[PROBLEM TO WORK ON]: Copy word for word the lines of the material below, from the line with "of the bavarian" through the last line of the material, and nothing else.

_ _ _ _ _ _ _

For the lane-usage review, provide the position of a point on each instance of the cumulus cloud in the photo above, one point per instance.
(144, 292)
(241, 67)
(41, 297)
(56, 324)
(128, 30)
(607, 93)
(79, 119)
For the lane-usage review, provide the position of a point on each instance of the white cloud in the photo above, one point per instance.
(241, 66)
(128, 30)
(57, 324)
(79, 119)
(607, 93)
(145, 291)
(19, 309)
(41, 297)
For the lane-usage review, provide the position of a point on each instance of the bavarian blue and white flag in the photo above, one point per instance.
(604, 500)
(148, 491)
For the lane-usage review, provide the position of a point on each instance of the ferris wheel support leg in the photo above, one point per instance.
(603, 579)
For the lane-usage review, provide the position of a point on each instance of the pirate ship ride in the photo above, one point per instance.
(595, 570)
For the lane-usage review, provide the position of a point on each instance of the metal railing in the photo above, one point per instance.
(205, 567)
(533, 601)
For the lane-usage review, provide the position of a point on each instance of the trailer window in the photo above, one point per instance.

_ _ _ _ _ _ _

[OUTPUT]:
For the lane-usage review, provide the position of a point on each instance of the bavarian blue and white flag in the photo above, one point per instance.
(604, 500)
(148, 491)
For the lane-usage review, provide the position of a point on each instance of the ferris wheel support leg in the photo above, one point per instance.
(603, 579)
For the lane-usage review, provide the position of a point on each instance of the pirate ship ride in the photo above, one point per instance.
(595, 570)
For the lane-usage review, provide the position of a point on each instance of the metal railing in the photo above, one point per instance.
(205, 567)
(533, 601)
For the lane-usage review, provide the position of a point on each instance of the trailer window in the photo above, one point per instance.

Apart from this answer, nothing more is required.